[Natural language region descriptions]
********************

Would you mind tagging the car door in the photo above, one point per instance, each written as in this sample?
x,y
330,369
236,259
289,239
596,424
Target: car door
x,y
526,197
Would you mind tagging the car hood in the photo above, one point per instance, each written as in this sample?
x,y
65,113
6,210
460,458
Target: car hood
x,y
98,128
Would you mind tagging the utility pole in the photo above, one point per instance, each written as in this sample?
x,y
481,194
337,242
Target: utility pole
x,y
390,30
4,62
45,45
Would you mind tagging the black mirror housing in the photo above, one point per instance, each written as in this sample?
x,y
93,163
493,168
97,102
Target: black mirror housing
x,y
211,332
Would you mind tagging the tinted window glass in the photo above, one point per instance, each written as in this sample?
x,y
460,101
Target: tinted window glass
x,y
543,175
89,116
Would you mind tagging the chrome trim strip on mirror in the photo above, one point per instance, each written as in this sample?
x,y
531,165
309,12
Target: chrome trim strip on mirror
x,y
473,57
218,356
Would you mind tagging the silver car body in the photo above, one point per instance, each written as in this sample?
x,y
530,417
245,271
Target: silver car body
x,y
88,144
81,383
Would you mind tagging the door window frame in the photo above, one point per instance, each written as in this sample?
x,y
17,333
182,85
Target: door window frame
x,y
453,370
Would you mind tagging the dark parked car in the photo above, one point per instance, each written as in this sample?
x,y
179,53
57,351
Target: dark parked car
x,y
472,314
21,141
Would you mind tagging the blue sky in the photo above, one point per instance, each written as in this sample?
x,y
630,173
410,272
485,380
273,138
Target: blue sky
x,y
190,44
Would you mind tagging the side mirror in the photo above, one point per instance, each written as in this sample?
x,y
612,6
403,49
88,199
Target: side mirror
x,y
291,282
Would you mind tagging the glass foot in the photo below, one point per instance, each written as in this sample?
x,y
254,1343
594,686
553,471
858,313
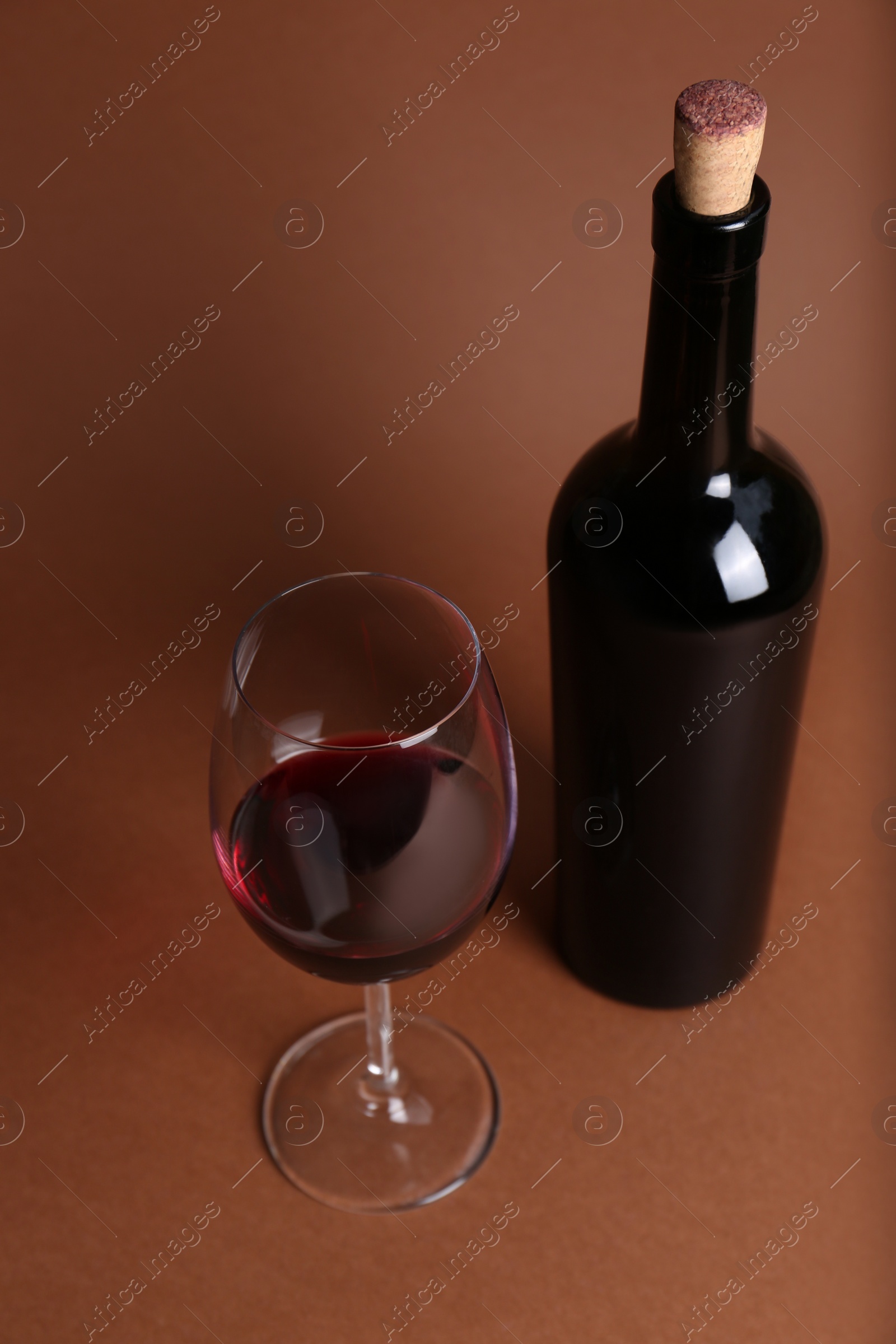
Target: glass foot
x,y
351,1143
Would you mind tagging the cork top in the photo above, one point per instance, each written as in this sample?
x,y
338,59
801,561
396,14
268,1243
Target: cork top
x,y
718,140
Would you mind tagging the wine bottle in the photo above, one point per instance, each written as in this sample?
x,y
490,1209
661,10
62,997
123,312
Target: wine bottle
x,y
685,553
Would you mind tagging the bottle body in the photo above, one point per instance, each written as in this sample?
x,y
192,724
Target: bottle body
x,y
685,572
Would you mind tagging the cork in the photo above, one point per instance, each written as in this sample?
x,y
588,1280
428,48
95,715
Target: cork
x,y
718,139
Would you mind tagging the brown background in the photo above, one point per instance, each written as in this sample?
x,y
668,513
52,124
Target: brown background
x,y
139,1130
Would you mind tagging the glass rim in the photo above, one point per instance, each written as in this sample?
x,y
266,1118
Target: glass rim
x,y
359,576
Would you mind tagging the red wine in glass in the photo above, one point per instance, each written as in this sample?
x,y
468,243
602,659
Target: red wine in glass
x,y
363,812
331,850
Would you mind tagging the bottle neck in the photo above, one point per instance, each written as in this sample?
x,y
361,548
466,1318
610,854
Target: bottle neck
x,y
696,395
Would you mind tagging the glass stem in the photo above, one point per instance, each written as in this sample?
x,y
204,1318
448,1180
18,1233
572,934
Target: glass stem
x,y
382,1073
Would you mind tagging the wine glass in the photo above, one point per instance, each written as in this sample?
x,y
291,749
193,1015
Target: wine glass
x,y
363,812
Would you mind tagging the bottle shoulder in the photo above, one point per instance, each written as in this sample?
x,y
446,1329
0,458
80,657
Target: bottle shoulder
x,y
684,543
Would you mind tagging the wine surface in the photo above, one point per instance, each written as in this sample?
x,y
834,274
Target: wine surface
x,y
365,865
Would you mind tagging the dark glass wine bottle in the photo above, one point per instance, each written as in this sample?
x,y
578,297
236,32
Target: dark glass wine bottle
x,y
685,554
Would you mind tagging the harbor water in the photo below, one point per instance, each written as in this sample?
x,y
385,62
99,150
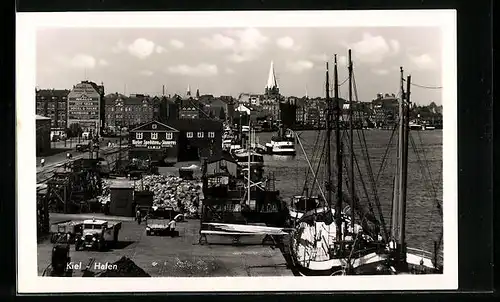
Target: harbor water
x,y
425,178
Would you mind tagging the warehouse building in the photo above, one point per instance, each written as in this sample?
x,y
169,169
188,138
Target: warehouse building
x,y
86,106
154,141
198,138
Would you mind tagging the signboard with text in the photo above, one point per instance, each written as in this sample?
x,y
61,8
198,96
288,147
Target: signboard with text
x,y
153,144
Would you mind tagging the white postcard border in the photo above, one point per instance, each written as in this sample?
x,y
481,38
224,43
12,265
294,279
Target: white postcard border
x,y
28,23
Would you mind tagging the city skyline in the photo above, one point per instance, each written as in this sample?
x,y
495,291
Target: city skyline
x,y
143,60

********************

### About this exercise
Output the data above without changes, apart from leaving out the pictures.

### Answer section
Would you mind tagging the car door in the photo above, one point per instance, each written as in this sample?
x,y
330,369
236,259
289,239
596,424
Target: car door
x,y
526,197
Would you mind tagging the car hood in the photo above, one point per instance, each written as in this sample?
x,y
65,113
6,210
460,458
Target: car hood
x,y
98,128
Would you mind tagging the utility pole in the photo above, one point per instance, each written as in this sample?
x,y
481,194
337,242
Target: utility pole
x,y
390,30
4,62
45,45
Would you mind tagging the black mirror housing in the photo above, one point per instance, each written as in this sample?
x,y
93,163
493,168
97,102
Target: black mirror housing
x,y
211,332
Would you mind tagging the tinted window glass in the photo above, one point per instance, each written as in this sample?
x,y
460,101
Target: tinted window glass
x,y
543,175
89,116
Would you mind tagging the chrome trim strip on mirror in the photo above, one point per instance, each written as in this sample?
x,y
531,165
309,12
Target: chrome trim strip on mirror
x,y
473,57
218,356
Would you mind tagging the silver car body in the photo above, one point per instance, each written as in this sample?
x,y
530,417
245,271
Target: silver car body
x,y
88,144
81,383
Would you mind tagging the door window frame in the photo above, one point per instance, each written as in this sample?
x,y
17,333
182,85
Target: door window frame
x,y
453,370
Would you mind tagging the dark parked car in the photo above, one point per instance, each written as in this sample?
x,y
179,53
57,351
Target: dark parked car
x,y
472,314
21,141
Would you mind tagging the blue sky in the photo above, one point per instance, each written as in this sample?
x,y
630,173
410,272
485,380
273,138
Target: blue sky
x,y
190,44
Would you mind tagging the side mirror in the photo above, one point per instance, each written as in this sample?
x,y
612,6
403,49
88,199
Target: side mirror
x,y
291,282
Would you mind tagging the glass foot in the photo below, one point per instance, each written as in this sample?
x,y
254,1343
594,686
553,471
858,313
Target: glass foot
x,y
351,1143
Would you mind tagging the cork top in the photo above, one point per instance, each written as in this sample?
x,y
338,59
801,561
396,14
268,1243
Target: cork top
x,y
718,140
Would you mind tagging the wine bottle in the photo above, one point per instance, each written as in this sample?
x,y
490,1209
661,10
62,997
123,312
Target: wine bottle
x,y
685,553
Would you mind tagging the bottle body in the photo above, one point per instance, each written as in this sample?
x,y
192,724
Target: bottle body
x,y
685,572
Would you mind tagging the cork in the photo above, one point per instance, each written as in this sample?
x,y
588,1280
428,48
95,715
Target: cork
x,y
718,139
Would you mind tagging the brown background in the photo above, one point per instance, each written as in this sample?
x,y
668,513
52,124
Target: brown background
x,y
139,1130
Would you mind tagging the glass rim in the photo above, one point per instance, each written as in this sample?
x,y
266,1118
Target: glass rim
x,y
359,576
Would you mind tagging the red wine in glass in the photo above, one point per instance, each written as in this sample?
x,y
468,243
602,659
Target: red wine in glass
x,y
363,812
331,850
Would you mind tagging the bottle neck in the photo above, one point per instance, each written as in this sample?
x,y
361,548
466,1318
610,854
Target: bottle neck
x,y
696,395
Would you mind tagging the glass stem in the photo above, one point per instance, each written as in this sample?
x,y
204,1318
448,1180
18,1233
572,934
Target: glass stem
x,y
382,1073
Would you mind tagging the wine glass in the photo above, one point per instance, each written as in this sample?
x,y
291,749
193,1015
Target: wine glass
x,y
363,812
Would you mind tagging the bottle shoulder in the photo above, one point per instance, each written as in this sample?
x,y
446,1329
0,458
80,657
Target: bottle shoulder
x,y
684,543
Would you mind tagging the wine surface in the photo above, one point per instance, each written as in this sample?
x,y
834,274
Target: wine surface
x,y
365,865
Would you mind tagging the dark glass wine bottle in the photo above, one point per instance, each written as in this sample?
x,y
578,297
236,32
Target: dark glass wine bottle
x,y
685,554
Would you mind tagging the harbor water in the photo below, one point per instance, each written as in this sample?
x,y
385,62
99,150
Target: harbor water
x,y
425,178
Would you mind tagging the warehouse building in the photo above, one point per instance, each written as in this sample?
x,y
169,169
188,138
Target: warehouse building
x,y
86,106
154,141
198,138
Would you mind tagging the signboard with text in the photo above, one point per instance, each written as in this sample?
x,y
61,8
198,96
288,147
Target: signboard with text
x,y
153,144
Would you mind tagging the white postcard border in the photo above, one point per instance, each written as in this sample?
x,y
481,38
224,43
12,265
294,279
Target: white postcard border
x,y
28,23
Would you mind tagging the city skyline in the photo above, one point per instance, each written as in this sample?
x,y
495,291
Target: city skyline
x,y
143,60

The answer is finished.